-- BEGIN MATERIAL SUPPLIED --

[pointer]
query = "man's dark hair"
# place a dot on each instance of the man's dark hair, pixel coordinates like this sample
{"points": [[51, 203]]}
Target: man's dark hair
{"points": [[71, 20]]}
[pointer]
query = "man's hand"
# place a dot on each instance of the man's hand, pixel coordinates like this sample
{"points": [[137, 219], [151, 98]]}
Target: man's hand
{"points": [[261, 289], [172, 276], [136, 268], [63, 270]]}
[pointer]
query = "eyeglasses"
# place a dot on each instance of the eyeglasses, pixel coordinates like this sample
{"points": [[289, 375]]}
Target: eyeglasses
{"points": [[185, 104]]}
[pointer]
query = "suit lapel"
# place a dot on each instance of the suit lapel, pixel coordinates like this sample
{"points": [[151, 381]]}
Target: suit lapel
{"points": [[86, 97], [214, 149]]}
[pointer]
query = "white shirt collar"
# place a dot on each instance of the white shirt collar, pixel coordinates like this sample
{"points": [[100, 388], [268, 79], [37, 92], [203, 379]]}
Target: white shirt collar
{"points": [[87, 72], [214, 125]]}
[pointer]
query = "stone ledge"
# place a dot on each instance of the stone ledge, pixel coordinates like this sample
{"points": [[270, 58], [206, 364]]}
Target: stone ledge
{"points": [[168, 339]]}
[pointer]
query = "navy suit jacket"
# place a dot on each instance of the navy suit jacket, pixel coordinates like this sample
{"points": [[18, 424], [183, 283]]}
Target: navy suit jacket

-- END MATERIAL SUPPLIED --

> **OBJECTIVE**
State only the number of lines in the material above that contain the string "shirt".

> **SOLUTION TO THIS TASK**
3